Exercise tasks:
a – In the raltegravir label revision summary, by how much did taking raltegravir after a high-fat meal increase its C12 hr?
b – The raltegravir label revision summary says information on certain drugs was added to Section 7.2. List those drugs.
c – Continue the raltegravir label revision summary from its final sentence onward.

Source document:
━━━━

Section 7.2, Effect of Other Agents on the Pharmacokinetics of Raltegravir now includes a table of selected drug interactions with corresponding clinical comment for each interaction. In addition, information on etravirine, efavirenz, rifampin and omeprazole was added.
Section 12.3 Pharmacokinetics was updated to include results from food effect study as follows:
Effect of Food on Oral Absorption
ISENTRESS may be administered with or without food. Raltegravir was administered without regard to food in the pivotal safety and efficacy studies in HIV-infected patients. The effect of consumption of low-, moderate- and high-fat meals on steady-state raltegravir pharmacokinetics was assessed in healthy volunteers. Administration of multiple doses of raltegravir following a moderate-fat meal (600 Kcal, 21 g fat) did not affect raltegravir AUC to a clinically meaningful degree with an increase of 13% relative to fasting. Raltegravir C12 hr was 66% higher and Cmax was 5% higher following a moderate-fat meal compared to fasting. Administration of raltegravir following a high-fat meal (825 Kcal, 52 g fat) increased AUC and Cmax by approximately 2-fold and increased C12 hr by 4.1-fold. Administration of raltegravir following a low-fat meal (300 Kcal, 2.5 g fat) decreased AUC and Cmax by 46% and 52%, respectively; C12 hr was essentially unchanged. Food appears to increase pharmacokinetic variability relative to fasting.
The Special Populations subsection was revised to state:
There is no evidence that common UGT1A1 polymorphisms alter raltegravir pharmacokinetics to a clinically meaningful extent. In a comparison of 30 subjects with *28/*28 genotype (associated with reduced activity of UGT1A1) to 27 subjects with wild-type genotype, the geometric mean ratio (90% CI) of AUC was 1.41 (0.96, 2.09).
Table 4 ? Drug Interactions was updated to include results from the etravirine, rifampin and omeprazole studies.
Section 12.4 Microbiology, Resistance was updated to include the Week 48 data from studies 018 and 019 as follows.

━━━━

Record extracts:
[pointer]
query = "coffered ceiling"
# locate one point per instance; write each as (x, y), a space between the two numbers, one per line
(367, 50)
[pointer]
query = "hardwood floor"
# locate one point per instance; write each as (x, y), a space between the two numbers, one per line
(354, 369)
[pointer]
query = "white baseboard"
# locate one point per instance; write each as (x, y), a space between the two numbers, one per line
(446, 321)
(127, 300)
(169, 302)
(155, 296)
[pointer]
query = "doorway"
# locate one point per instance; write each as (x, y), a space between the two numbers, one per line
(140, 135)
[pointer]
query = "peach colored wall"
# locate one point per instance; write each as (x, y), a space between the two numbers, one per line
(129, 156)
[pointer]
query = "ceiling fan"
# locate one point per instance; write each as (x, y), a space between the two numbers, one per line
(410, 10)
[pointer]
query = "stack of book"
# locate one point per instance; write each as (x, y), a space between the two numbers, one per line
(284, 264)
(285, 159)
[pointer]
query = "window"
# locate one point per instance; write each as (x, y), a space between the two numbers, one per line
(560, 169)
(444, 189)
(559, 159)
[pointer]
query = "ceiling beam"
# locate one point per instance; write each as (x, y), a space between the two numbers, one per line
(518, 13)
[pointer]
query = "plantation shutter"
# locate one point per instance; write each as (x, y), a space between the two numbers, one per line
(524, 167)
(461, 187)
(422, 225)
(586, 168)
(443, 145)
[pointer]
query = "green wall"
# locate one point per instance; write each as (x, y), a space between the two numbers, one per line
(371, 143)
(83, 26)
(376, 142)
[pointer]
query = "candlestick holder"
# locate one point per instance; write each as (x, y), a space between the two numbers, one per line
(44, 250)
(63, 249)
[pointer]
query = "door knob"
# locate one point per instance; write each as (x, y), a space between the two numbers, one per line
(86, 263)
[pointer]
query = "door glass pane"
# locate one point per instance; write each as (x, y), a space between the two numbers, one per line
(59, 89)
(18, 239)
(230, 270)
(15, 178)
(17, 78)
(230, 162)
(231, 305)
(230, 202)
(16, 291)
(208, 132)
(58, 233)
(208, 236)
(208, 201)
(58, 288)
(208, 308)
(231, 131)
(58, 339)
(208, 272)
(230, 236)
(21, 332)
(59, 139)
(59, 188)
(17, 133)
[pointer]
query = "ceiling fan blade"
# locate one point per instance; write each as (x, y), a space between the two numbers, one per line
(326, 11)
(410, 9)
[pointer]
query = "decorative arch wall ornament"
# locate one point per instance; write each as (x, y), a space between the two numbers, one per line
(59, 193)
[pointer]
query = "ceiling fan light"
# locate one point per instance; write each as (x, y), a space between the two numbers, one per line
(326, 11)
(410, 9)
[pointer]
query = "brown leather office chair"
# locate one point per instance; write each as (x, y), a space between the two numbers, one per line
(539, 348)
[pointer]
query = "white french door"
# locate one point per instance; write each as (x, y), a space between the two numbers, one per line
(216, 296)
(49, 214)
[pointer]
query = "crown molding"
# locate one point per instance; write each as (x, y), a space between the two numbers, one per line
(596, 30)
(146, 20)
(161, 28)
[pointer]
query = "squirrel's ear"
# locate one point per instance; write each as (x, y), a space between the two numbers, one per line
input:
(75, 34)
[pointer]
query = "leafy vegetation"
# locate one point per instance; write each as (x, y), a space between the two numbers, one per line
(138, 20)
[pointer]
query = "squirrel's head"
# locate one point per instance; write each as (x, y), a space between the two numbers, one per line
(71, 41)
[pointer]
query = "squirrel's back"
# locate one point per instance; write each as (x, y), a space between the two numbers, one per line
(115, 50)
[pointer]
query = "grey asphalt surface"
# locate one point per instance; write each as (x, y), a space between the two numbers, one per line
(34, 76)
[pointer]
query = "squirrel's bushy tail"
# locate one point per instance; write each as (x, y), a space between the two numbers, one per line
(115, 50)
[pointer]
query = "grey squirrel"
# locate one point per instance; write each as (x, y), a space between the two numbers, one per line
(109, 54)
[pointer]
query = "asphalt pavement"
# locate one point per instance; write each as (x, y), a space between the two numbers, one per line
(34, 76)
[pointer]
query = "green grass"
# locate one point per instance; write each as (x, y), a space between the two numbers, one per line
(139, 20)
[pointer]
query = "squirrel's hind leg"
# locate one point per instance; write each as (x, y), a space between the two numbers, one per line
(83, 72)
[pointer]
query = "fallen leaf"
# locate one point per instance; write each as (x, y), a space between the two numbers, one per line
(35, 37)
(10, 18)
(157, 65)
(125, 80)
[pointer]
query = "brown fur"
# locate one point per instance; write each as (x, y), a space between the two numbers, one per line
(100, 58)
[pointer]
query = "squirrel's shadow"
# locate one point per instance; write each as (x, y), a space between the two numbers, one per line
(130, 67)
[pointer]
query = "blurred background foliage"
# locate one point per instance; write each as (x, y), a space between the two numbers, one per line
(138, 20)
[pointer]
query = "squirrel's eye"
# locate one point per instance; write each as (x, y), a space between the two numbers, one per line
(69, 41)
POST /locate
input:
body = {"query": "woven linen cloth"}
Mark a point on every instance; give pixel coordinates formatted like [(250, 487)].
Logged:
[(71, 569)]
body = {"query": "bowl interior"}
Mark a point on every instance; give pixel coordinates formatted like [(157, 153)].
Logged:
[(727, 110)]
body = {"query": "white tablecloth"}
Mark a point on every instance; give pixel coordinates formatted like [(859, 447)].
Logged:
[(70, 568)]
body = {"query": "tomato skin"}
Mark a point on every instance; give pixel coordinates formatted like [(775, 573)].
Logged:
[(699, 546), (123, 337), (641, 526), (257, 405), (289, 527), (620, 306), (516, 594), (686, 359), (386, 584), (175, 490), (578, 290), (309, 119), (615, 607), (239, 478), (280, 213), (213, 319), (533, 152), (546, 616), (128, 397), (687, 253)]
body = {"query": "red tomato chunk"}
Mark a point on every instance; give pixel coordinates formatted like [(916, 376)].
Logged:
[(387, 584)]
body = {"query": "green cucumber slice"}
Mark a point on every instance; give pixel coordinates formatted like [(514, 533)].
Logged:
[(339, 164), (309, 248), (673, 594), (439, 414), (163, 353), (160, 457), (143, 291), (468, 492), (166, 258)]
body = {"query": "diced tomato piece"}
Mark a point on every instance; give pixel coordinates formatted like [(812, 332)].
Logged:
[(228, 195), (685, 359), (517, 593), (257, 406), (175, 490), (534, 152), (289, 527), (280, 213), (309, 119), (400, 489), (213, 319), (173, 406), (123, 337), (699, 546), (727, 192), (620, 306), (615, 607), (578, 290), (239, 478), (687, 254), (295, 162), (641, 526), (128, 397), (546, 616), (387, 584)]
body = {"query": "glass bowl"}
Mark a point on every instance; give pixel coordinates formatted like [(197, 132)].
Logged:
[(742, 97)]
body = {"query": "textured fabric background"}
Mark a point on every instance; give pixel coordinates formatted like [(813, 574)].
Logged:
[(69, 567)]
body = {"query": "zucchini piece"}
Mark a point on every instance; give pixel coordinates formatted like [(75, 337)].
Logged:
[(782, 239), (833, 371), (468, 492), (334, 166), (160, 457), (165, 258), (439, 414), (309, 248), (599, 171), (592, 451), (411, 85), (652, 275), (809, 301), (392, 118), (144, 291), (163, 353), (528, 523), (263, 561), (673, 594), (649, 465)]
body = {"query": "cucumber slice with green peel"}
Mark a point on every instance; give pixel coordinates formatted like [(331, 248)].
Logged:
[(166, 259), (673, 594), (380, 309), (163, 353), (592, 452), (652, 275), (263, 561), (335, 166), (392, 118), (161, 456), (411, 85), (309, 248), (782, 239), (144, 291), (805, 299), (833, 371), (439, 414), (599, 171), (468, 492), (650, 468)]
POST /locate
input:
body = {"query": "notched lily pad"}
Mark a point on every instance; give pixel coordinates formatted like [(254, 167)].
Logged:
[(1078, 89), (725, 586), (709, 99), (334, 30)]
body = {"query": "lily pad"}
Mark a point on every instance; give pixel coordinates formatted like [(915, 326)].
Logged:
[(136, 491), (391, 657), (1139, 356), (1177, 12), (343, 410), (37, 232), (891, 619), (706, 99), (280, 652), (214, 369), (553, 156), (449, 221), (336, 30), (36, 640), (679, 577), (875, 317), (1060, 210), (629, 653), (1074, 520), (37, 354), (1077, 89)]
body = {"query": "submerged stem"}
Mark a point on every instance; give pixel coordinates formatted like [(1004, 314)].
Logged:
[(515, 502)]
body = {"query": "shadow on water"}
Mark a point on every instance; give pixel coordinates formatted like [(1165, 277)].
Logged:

━━━━

Answers:
a – By 4.1-fold.

b – Etravirine, efavirenz, rifampin and omeprazole.

c –
The mutations observed in the HIV-1 integrase coding sequence that contributed to raltegravir resistance (evolved either in cell culture or in subjects treated with raltegravir) generally included an amino acid substitution at either Q148 (changed to H, K, or R) or N155 (changed to H) plus one or more additional substitutions (i.e., L74M, E92Q, T97A, E138A/K, G140A/S, V151I, G163R, H183P, Y226C/D/F/H, S230R and D232N). Amino acid substitution at Y143C/H/R is another pathway to raltegravir resistance. By Week 48 in the BENCHMRK trials, at least one of the 3 primary raltegravir resistance-associated substitutions, Y143C/H/R, Q148H/K/R, and N155H, was observed in 63 (64.3%) of the 98 virologic failure subjects with evaluable genotypic data from paired baseline and raltegravir treatment-failure isolates. Some (n=18) of those HIV isolates harboring one or more of the 3 primary raltegravir resistance-associated substitutions were evaluated for raltegravir susceptibility yielding a median decrease of 47.3-fold (mean 73.1 ? 60.8-fold decrease, ranging from 0.9- to 200-fold) compared to baseline isolates.
Section 13.1 Carcinogenesis, Mutagenesis, Impairment of Fertility was updated to include the two year carcinogenicity study results.
Carcinogenicity studies of raltegravir in mice did not show any carcinogenic potential. At the highest dose levels, 400 mg/kg/day in females and 250 mg/kg/day in males, systemic exposure was 1.8-fold (females) or 1.2-fold (males) greater than the AUC (54 µM•hr) at the 400-mg twice daily human dose. Treatment related squamous cell carcinoma of nose/nasopharynx was observed in female rats dosed with 600 mg/kg/day raltegravir for 104 weeks. These tumors were possibly the result of local irritation and inflammation due to local deposition and/or aspiration of drug in the mucosa of the nose/nasopharynx during dosing. No tumors of the nose/nasopharynx were observed in rats dosed with 150 mg/kg/day (males) and 50 mg/kg/day (females) and the systemic exposure in rats was 1.7-fold (males) to 1.4-fold (females) greater than the AUC (54 µM•hr) at the 400-mg twice daily human dose.
Section 14 CLINICAL STUDIES was updated with the 48 week study results from Protocols 018 and 019.